----- Excerpted text -----

All were made in Gods image and need forgiveness for sin.
Hope that was not harsh sister but, it just irks me because SO many have been indoctrinated to develop the "ick" factor with that ONE sin. Like, it is always singled out of all the MANY, MANY other sins. JMHO.
xo

@Mayflower @Hidden In Him @Grailhunter @lilygrace

Thanks for sharing, Nancy.

I do wonder if some of that indoctrination is from how society try to make homosexuality acceptable through the media whereas someone being unfaithful to the spouse is still frowned upon.

Yet in church and among Christians, the issue of divorce & marrying a divorced person and the unvoiced consequence from Jesus's words thereof is avoided.

My former church considered it a can of worms as I reckon some would fall under that category.

-----

## [Directive 1]
Please rewrite the listing as a numbered list, from the line with "Target: pink hair flower" up to and including the line with "[(464, 188)]", leaving out blank lines.

----- Material for the task -----

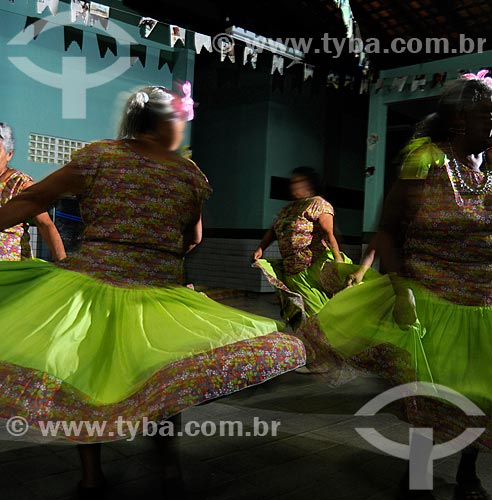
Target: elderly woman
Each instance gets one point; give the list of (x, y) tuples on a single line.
[(116, 335), (14, 241), (305, 233), (430, 319)]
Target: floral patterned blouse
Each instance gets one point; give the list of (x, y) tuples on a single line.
[(448, 242), (135, 211), (14, 241), (299, 234)]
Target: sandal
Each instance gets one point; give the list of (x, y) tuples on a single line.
[(471, 490)]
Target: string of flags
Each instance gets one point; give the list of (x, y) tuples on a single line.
[(89, 13)]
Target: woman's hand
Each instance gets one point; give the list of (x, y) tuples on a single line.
[(404, 311), (257, 254)]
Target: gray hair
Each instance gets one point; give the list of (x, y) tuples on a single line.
[(146, 108), (7, 137)]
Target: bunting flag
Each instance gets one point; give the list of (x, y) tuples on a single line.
[(71, 35), (418, 83), (177, 33), (379, 85), (79, 8), (51, 4), (38, 23), (147, 25), (99, 12), (438, 79), (227, 50), (138, 53), (166, 57), (277, 64), (333, 80), (106, 43), (308, 71), (399, 83), (203, 41), (250, 56)]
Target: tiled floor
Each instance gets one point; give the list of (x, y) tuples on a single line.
[(317, 454)]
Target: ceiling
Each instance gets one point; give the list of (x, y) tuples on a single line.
[(382, 19)]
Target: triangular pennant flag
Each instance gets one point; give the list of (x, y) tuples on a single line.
[(79, 8), (38, 23), (106, 43), (333, 80), (277, 64), (379, 85), (399, 83), (51, 4), (147, 25), (166, 57), (250, 56), (203, 41), (99, 12), (227, 49), (71, 35), (138, 53), (177, 33), (308, 71), (418, 83)]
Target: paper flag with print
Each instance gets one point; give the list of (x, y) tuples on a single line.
[(250, 55), (202, 41), (418, 83), (177, 33), (51, 4), (147, 25), (308, 71), (78, 8), (277, 64), (227, 50)]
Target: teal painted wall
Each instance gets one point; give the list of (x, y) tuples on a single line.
[(29, 106), (374, 185)]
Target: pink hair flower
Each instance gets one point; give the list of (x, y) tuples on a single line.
[(187, 101), (481, 75)]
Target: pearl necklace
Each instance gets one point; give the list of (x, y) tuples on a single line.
[(464, 188)]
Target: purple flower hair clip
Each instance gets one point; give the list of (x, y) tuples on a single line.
[(188, 103), (481, 75)]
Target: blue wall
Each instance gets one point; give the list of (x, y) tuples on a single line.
[(29, 106)]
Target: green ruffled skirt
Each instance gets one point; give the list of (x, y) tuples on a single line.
[(75, 348), (449, 345)]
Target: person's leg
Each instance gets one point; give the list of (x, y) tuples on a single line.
[(93, 482), (168, 446), (469, 486)]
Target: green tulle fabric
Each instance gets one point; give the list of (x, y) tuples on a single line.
[(103, 340)]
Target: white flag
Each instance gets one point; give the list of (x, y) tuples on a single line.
[(177, 33), (278, 64), (147, 24), (202, 41), (51, 4)]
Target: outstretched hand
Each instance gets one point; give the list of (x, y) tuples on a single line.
[(257, 254), (404, 311)]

-----

## [Directive 2]
Extend the forum discussion about sin and divorce in the church, starting after its last sentence.

## [Expected output 1]
1. Target: pink hair flower
2. Each instance gets one point; give the list of (x, y) tuples on a single line.
3. [(187, 101), (481, 75)]
4. Target: pearl necklace
5. Each instance gets one point; give the list of (x, y) tuples on a single line.
6. [(464, 188)]

## [Expected output 2]
One of the senior pastors that had gone through my former church, had preached that it was not an unforgiveable sin to get a divorce to rationalize it to the congregation when certain popular members were presently involved in going through the process. I was upset that the preacher was giving grace for Christians to commit sin. I almost wanted to yell from the balcony "Is it an unforgiveable sin to commit murder?!" just to make a point that we are not to use God's grace to commit sin, but I knew that the sermon was directed to me & the silence from the congregation, even from the elders, just convinced me that there was no point when no one hears His words, they will not hear mine.

It was one thing if a couple had divorced and remarried already, but preaching using God's grace to go ahead and commit sin? This same pastor insisted that the young couple go through series of counseling before he agreed to marry them but not before getting a divorce? Made me wonder why he even bothered with insisting on the counseling before marriage.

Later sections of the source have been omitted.